- _Work request 1_:
Reproduce word for word the part of the news article about Gus's eye surgery starting with "They met with" and going on through "make the trip.".
- _Work request 2_:
Proceed with the news article about Gus's eye surgery, picking up after its final sentence.

START Passage shown

WATCH: Pam Shelby’s dog Gus, is an 11-month-old Bernese Mountain Dog. After he was diagnosed with a birth defect on his eye, A Winnipeg veterinarian told Shelby she would have to drive Gus to Saskatoon so he could receive surgery, or else he could lose his eye.
In January, Shelby took Gus to a local vet and was told the dog would need surgery to save his eye. She was also told there was a 75 per cent chance the surgery would be successful.
However, there was one catch: the surgery had to be done in Saskatoon. That’s because there aren’t any veterinarians who specialize in surgical optometry in Winnipeg. The closest one is an eight-hour drive west.
Gus was born with a birth defect on his eye, which developed into a cataract that caused him extreme discomfort and pain.
“We knew this [surgery] was the only option if we wanted to treat the eye. We don’t have any surgical optometrists in town,” Shelby said. “Saskatoon was the closest option we have… so decided to go for it.”
‘He is part of our family’
On Feb. 23, Shelby and her father Gus packed up her car and headed to Saskatoon with Gus, to the The Western College of Veterinary Medicine.
They met with a veterinarian the following day, and Gus headed into surgery on Feb. 25.
The $3,000-price tag for the surgery did not include the cost of gas and a hotel.
But Shelby said the cost was worth it.
“He’s part of our family. We don’t have kids,” she said.
“Being so young we knew it would make such a difference in his life, so wanted to give him the best medical care we could. And that meant an eight-hour drive to Saskatoon.”
Shelby said while she was able to afford the bill, it would have been tough for families who have children and limited funds and limited ability to take time off work to make the trip.
Andrea Lear,the executive director of Manitoba Veterinary Medical Association, says there’s not enough demand in the Winnipeg area to offer the service locally.
“There are three ophthalmologists at the University of Saskatchewan, they rotate and come to Manitoba about once a month,” she said.

END Passage shown
START Data listing

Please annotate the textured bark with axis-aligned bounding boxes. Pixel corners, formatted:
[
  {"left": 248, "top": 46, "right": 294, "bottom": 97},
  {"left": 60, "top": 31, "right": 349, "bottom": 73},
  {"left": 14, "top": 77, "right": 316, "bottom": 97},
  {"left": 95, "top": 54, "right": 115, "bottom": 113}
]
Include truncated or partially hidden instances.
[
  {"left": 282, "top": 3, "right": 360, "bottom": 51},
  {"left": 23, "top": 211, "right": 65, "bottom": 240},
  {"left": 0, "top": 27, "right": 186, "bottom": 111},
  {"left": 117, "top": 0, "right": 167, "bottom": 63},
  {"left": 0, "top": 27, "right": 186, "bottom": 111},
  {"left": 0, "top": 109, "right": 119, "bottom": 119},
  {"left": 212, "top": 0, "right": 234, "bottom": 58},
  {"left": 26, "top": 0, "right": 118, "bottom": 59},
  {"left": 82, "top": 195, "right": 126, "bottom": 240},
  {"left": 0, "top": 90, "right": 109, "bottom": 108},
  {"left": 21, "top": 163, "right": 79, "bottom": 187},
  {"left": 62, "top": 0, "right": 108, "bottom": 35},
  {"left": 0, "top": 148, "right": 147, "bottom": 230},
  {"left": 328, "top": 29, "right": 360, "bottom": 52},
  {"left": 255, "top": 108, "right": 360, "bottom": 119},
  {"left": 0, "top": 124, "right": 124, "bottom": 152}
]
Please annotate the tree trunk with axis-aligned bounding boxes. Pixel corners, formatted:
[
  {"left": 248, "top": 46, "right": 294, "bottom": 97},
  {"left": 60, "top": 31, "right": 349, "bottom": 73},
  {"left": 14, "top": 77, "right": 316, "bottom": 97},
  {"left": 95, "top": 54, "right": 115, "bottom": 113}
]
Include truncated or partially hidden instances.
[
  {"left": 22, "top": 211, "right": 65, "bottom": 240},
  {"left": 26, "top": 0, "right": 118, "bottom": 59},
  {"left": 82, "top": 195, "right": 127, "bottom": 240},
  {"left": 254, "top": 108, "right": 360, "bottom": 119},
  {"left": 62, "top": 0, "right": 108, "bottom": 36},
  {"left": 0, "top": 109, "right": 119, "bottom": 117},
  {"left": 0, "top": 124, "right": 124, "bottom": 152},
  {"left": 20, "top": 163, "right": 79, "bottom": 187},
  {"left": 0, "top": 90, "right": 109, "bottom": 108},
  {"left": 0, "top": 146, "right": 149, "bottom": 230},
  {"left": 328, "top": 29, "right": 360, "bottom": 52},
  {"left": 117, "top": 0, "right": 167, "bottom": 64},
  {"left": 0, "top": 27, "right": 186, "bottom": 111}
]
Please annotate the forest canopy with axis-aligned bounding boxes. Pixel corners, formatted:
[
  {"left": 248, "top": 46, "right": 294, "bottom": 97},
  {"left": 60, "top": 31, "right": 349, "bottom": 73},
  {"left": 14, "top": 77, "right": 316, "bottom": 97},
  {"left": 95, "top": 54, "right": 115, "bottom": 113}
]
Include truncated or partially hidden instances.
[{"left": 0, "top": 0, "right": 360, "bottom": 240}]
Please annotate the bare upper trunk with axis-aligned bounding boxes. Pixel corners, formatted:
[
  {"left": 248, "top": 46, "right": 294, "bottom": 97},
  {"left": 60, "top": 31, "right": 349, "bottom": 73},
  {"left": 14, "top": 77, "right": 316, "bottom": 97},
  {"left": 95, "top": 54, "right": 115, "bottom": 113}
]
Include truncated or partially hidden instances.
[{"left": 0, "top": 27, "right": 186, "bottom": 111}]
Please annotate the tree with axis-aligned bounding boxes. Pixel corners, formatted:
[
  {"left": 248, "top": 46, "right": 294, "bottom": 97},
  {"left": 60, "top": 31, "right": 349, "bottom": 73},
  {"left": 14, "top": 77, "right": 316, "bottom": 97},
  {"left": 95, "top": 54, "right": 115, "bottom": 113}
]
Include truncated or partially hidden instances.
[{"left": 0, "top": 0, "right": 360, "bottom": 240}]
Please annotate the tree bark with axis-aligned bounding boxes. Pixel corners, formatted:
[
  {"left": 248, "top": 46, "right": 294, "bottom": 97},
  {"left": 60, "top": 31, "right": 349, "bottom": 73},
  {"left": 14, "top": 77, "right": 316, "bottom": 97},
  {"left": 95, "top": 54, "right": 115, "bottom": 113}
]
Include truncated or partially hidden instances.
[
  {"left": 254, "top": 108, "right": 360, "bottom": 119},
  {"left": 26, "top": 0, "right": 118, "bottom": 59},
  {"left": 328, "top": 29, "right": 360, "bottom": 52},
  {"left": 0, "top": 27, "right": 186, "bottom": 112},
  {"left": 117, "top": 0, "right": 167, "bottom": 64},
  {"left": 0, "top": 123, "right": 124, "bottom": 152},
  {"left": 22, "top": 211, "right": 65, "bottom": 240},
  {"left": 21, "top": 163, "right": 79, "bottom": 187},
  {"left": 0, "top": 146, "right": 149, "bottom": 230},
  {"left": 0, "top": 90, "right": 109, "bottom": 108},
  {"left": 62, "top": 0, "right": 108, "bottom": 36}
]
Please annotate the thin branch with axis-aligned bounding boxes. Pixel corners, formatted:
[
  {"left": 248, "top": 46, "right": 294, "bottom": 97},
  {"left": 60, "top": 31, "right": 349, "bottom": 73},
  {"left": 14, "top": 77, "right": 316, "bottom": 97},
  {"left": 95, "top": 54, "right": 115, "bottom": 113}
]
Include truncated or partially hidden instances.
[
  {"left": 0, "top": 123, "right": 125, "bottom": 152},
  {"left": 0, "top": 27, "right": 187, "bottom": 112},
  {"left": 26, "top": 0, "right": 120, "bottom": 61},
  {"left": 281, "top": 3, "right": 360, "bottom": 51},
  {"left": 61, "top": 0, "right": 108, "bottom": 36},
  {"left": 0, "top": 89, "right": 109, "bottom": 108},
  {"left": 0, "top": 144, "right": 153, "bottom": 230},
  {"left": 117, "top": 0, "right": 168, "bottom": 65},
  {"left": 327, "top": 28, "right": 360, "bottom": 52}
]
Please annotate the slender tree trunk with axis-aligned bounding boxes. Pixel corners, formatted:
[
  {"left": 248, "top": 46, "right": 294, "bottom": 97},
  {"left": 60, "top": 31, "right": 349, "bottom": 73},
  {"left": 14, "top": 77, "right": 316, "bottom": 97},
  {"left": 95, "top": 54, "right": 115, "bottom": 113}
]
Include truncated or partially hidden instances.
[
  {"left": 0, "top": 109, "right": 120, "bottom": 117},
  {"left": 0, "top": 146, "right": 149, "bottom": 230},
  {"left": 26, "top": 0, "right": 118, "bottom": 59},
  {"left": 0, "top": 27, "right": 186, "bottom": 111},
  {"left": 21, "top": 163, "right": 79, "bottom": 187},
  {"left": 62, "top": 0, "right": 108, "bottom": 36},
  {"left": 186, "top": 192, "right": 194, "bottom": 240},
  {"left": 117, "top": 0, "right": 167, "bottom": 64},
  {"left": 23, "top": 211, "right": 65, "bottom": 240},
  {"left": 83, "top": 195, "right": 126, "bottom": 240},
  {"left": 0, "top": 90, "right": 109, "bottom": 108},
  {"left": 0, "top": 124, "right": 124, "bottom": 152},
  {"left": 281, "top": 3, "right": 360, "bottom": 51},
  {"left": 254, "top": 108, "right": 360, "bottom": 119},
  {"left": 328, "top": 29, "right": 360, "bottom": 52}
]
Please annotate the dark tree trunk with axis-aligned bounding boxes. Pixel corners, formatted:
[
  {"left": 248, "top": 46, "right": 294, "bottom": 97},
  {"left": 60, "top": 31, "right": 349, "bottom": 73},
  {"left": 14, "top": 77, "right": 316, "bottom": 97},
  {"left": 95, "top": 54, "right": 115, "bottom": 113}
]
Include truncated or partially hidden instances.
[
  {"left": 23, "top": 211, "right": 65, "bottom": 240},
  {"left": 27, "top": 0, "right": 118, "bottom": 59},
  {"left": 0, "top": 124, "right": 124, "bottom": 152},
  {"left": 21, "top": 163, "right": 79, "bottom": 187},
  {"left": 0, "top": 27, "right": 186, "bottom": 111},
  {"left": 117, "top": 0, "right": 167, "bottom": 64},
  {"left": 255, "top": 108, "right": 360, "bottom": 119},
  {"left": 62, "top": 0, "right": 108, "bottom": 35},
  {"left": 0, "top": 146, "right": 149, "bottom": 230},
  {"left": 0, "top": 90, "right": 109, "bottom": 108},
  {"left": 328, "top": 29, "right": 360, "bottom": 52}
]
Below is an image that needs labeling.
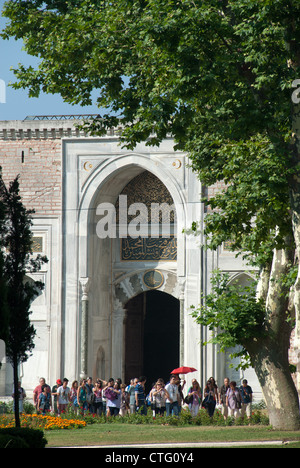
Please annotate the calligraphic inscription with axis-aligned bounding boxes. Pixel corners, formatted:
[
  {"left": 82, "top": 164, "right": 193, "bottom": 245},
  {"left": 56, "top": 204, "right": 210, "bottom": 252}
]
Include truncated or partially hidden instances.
[
  {"left": 143, "top": 270, "right": 164, "bottom": 289},
  {"left": 31, "top": 236, "right": 43, "bottom": 252},
  {"left": 121, "top": 236, "right": 177, "bottom": 262}
]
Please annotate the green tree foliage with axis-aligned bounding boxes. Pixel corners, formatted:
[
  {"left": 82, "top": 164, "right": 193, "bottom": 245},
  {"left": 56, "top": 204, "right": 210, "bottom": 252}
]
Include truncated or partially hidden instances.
[{"left": 0, "top": 177, "right": 47, "bottom": 427}]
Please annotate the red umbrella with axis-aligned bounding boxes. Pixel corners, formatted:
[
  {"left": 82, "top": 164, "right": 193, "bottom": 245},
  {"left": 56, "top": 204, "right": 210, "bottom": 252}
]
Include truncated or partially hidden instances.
[{"left": 171, "top": 366, "right": 197, "bottom": 374}]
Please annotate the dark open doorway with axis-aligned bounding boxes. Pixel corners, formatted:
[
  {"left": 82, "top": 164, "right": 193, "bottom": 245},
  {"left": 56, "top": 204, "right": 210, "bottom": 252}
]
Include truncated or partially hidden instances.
[{"left": 125, "top": 291, "right": 180, "bottom": 391}]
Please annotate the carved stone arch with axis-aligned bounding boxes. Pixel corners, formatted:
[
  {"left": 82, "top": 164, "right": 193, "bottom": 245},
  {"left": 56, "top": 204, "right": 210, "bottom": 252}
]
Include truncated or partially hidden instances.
[
  {"left": 228, "top": 271, "right": 255, "bottom": 286},
  {"left": 114, "top": 269, "right": 181, "bottom": 308}
]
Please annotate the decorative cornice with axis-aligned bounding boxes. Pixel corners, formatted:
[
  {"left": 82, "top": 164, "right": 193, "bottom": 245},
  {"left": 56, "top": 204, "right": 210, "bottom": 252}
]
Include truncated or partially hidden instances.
[{"left": 0, "top": 119, "right": 121, "bottom": 141}]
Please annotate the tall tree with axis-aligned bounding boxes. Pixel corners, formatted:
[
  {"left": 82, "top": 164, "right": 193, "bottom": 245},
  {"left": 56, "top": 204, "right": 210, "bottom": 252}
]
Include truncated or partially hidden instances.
[
  {"left": 0, "top": 177, "right": 47, "bottom": 427},
  {"left": 3, "top": 0, "right": 300, "bottom": 428}
]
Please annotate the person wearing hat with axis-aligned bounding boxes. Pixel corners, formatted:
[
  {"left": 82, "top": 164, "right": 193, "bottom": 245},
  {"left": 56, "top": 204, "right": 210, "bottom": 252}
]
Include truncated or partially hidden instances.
[
  {"left": 33, "top": 377, "right": 52, "bottom": 412},
  {"left": 51, "top": 379, "right": 62, "bottom": 414}
]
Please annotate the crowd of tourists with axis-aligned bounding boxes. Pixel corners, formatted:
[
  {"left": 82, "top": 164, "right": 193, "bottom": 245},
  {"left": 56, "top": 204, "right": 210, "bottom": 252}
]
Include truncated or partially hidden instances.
[{"left": 19, "top": 375, "right": 253, "bottom": 419}]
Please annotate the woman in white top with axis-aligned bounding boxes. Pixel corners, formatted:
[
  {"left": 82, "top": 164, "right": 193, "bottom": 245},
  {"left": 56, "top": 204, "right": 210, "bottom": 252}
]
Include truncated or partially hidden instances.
[{"left": 151, "top": 379, "right": 170, "bottom": 416}]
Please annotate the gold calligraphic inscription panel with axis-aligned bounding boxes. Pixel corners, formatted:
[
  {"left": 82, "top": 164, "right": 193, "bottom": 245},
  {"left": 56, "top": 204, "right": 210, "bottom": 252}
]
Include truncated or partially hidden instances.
[{"left": 121, "top": 236, "right": 177, "bottom": 262}]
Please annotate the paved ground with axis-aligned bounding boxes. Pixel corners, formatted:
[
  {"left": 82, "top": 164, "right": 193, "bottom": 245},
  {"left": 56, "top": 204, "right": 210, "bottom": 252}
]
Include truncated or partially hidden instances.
[{"left": 56, "top": 440, "right": 288, "bottom": 450}]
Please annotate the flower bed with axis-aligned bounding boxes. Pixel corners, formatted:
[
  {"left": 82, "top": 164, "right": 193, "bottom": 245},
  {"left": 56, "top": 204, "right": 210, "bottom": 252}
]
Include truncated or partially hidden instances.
[{"left": 0, "top": 414, "right": 86, "bottom": 431}]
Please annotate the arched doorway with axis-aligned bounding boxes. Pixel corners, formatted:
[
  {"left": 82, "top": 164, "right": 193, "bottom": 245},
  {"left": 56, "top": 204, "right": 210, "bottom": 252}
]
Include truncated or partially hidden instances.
[{"left": 125, "top": 291, "right": 180, "bottom": 391}]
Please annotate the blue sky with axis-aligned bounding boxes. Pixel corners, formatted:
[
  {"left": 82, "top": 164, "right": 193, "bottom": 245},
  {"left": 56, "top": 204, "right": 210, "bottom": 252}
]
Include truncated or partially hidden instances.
[{"left": 0, "top": 0, "right": 99, "bottom": 120}]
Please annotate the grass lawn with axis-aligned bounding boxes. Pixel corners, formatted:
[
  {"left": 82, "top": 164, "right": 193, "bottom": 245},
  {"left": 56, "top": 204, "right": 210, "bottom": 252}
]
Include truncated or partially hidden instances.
[{"left": 45, "top": 423, "right": 300, "bottom": 448}]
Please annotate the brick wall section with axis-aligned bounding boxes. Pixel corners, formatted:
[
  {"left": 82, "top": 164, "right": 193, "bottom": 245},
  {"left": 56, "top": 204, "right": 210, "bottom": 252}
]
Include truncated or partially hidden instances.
[{"left": 0, "top": 139, "right": 62, "bottom": 216}]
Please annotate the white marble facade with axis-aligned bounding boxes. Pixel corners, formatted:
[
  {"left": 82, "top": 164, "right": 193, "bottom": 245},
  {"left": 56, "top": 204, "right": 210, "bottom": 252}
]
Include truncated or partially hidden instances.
[{"left": 0, "top": 128, "right": 260, "bottom": 399}]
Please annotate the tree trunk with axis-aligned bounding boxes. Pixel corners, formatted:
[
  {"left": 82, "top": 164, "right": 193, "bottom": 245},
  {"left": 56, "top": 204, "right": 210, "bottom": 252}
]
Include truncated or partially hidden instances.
[
  {"left": 253, "top": 247, "right": 300, "bottom": 431},
  {"left": 250, "top": 340, "right": 300, "bottom": 431},
  {"left": 291, "top": 100, "right": 300, "bottom": 395},
  {"left": 13, "top": 359, "right": 21, "bottom": 427}
]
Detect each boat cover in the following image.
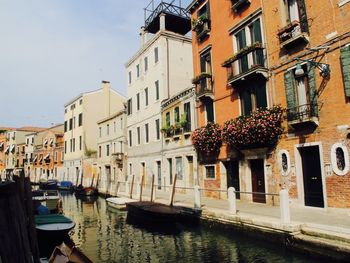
[35,214,72,225]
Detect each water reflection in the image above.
[58,194,318,263]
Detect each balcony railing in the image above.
[287,103,318,126]
[192,73,214,99]
[232,0,250,13]
[277,21,309,49]
[222,43,268,85]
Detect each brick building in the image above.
[187,0,350,208]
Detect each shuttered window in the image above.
[340,45,350,97]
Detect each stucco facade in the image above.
[126,15,192,192]
[64,81,125,185]
[96,109,127,194]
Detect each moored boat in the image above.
[126,201,201,224]
[106,197,135,210]
[35,214,75,235]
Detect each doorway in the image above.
[224,161,241,199]
[157,161,162,190]
[250,159,266,203]
[298,146,324,207]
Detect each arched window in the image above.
[278,150,290,176]
[331,143,349,175]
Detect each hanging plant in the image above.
[222,106,284,149]
[192,122,222,155]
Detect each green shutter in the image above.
[284,70,296,109]
[340,45,350,97]
[307,63,318,116]
[297,0,309,33]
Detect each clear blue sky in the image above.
[0,0,191,127]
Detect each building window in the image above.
[340,45,350,98]
[136,127,141,145]
[145,88,148,106]
[136,93,140,111]
[233,18,265,75]
[69,118,73,131]
[78,113,83,127]
[284,63,318,121]
[144,57,148,71]
[174,107,180,124]
[184,102,191,131]
[165,112,170,127]
[128,99,132,115]
[154,80,159,101]
[136,64,140,78]
[205,165,215,179]
[239,80,267,116]
[175,157,183,180]
[331,143,349,176]
[129,130,132,147]
[154,47,159,63]
[156,119,160,140]
[145,123,149,143]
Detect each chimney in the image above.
[159,13,165,31]
[101,80,111,117]
[140,26,147,47]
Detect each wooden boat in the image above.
[48,242,92,263]
[39,179,58,190]
[106,197,135,210]
[75,185,98,196]
[35,214,75,235]
[126,201,201,224]
[58,181,73,191]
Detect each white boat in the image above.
[106,197,135,210]
[35,214,75,234]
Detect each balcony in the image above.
[112,152,124,164]
[192,73,214,99]
[277,21,309,49]
[222,43,268,85]
[287,103,318,129]
[192,14,210,42]
[232,0,250,13]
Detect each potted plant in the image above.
[223,106,284,150]
[192,122,222,160]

END Data listing

- _Exercise output 1_:
They met with a veterinarian the following day, and Gus headed into surgery on Feb. 25.
The $3,000-price tag for the surgery did not include the cost of gas and a hotel.
But Shelby said the cost was worth it.
“He’s part of our family. We don’t have kids,” she said.
“Being so young we knew it would make such a difference in his life, so wanted to give him the best medical care we could. And that meant an eight-hour drive to Saskatoon.”
Shelby said while she was able to afford the bill, it would have been tough for families who have children and limited funds and limited ability to take time off work to make the trip.

- _Exercise output 2_:
Ophthalmologists are specialists who have more years of schooling, need a specialized practice with equipment and staff, Lear said. It’s very expensive to open a practice, so ophthalmologist has to make sure there is enough people needing the service.
Recovering at a cost
Gus is recovering at his Winnipeg home (and has gone through four head cones already). He’s wearing a cone around his neck for protection for three more weeks, but now has 90 per cent vision in the affected eye.
Although he’s gained most of his sight, Shelby said she’s frustrated Winnipeg does not offer the eye surgery. She disagrees with Lear and believes enough people in the province would want the surgery.
“We definitely have the demand here, the problem is the supply,” she said.
Shelby isn’t the only one making the drive west.
At the Saskatoon clinic, she said there was another Winnipegger there who made the trip for his dog’s surgery.
Insuring your pet
Dr. Erika Anseeuw, director of animal health at the Winnipeg Humane Society, said there are many unexpected costs with pets. She recommends looking into pet insurance.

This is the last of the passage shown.